◆ Work instructions
- A) In the forum thread below on sub-exposure times and SNR, what SNR do spectroscopists usually have to target?
- B) Using the forum thread below on sub-exposure times and SNR, mark each statement yes or no and quote the words that decide it: (i) Ray's chart covers three different f ratios. (ii) Narrowband is described as more susceptible to external influences. (iii) A shot SNR of 316 from 100,000 photons applies only when the data come from a single sub.

◆ Source passage
↓↓↓

Chris, Ray has produced a very useful chart that shows optimal broadband sub times for differing Gain settings , for three different f ratios and two different levels of darkness (SQM), it is published in the ASI1600 thread here.
Thanks Glen, I have seen that chart (and will use it for now), but I wanted to understand more, plus be able to do rough calculations quickly for other cameras and situations.
Quote:
Originally Posted by glend
I would suggest eliminating variables such as moon effect, and time of night light effects ( like nearby sports fields, neighbors, etc).
Of course narrowband is not as suscepable to 'external influences' imho.
So, you're suggesting finding a time to measure the best conditions then? New moon (or no moon around) night, neighbours asleep with lights off, etc.
This will then lead to finding the time to being sky limited under the best conditions, which will be longer than in most times of the night/month (suboptimal conditions). If you're taking exposures over a number of hours or nights, you're likely to keep T consistent (for darks, stacking, etc). Therefore, if I understand correctly, a proportion of those exposures are going to be longer than the current sky limited value at the time of being taken. And this in turn should mean that it's ok to go above this time, but you're not going to gain anything extra (you're just wasting a bit of time).
It's interesting to see this discussion on theoretical SNR....
I doubt many AP imagers actually measure the SNR in their images.
In spectroscopy we must measure the actual SNR in our data to comply to the ProAm campaign requirements.
We usually have to target SNR>200
The shot noise contribution is not IMHO affected by the use and summing of subs. The total signal determines the shot noise.
Data of 100,000 photons will have a shot SNR of 316 whether it came from 1 or ten subs.
Also remember that ANY manipulation of the data will add noise. This goes for darks, flats, colour balance corrections etc. etc. etc.
In the SimSpec spreadsheet we use to analyse the performance of the spectrograph Christian Buil presented a method of calculating the anticipated SNR which includes all the factors discussed.
(See also: Howell's "Handbook of CCD Astronomy", Sect. 4.4, p73 gives the "CCD Equation", Budding & Demircan's "Introduction to Astronomical Photometry, Sect 5.2.6 - Noise in photometry, p188, Appenzeller's "Introduction to Astronomical Spectroscopy", Sect. 3.4.2, p78)
(The SNR comments above are based on the original post:
3) All else being equal, then for the very faintest targets, the snr is proportional to exposure time T, but proportional only to the square root of the number of subs N. That means that for very faint targets, it will be hugely better to do ten 3600 second subs than 36,000 one-second subs. It will be better by a ratio of 3600 root(10) to 1 root(36000), or a ratio of six to one. Long subs rule.)
...................
3) All else being equal, then for the very faintest targets, the snr is proportional to exposure time T, but proportional only to the square root of the number of subs N. That means that for very faint targets, it will be hugely better to do ten 3600 second subs than 36,000 one-second subs. It will be better by a ratio of 3600 root(10) to 1 root(36000), or a ratio of six to one. Long subs rule.)
I have nothing useful to add to this other than: amen
... The shot noise contribution is not IMHO affected by the use and summing of subs. The total signal determines the shot noise.
Data of 100,000 photons will have a shot SNR of 316 whether it came from 1 or ten subs. ...
Totally agree. Never said anything to the contrary. Completely obvious.

↑↑↑

◆ Source data
↓↓↓

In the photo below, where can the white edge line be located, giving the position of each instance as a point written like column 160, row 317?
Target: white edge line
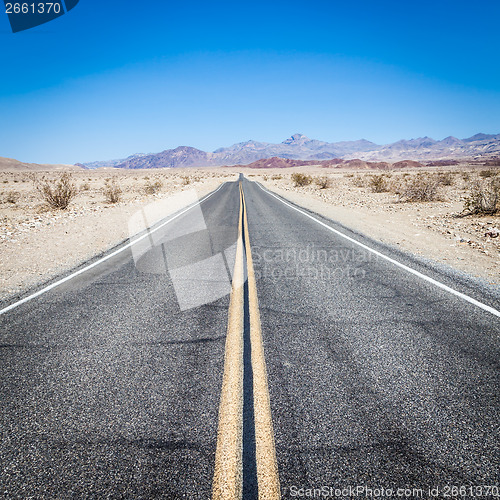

↑↑↑

◆ Answers by task
- A) An SNR greater than 200.

- B)
(i) Yes: "for three different f ratios and two different levels of darkness (SQM)"
(ii) No: "Of course narrowband is not as suscepable to 'external influences' imho."
(iii) No: "Data of 100,000 photons will have a shot SNR of 316 whether it came from 1 or ten subs."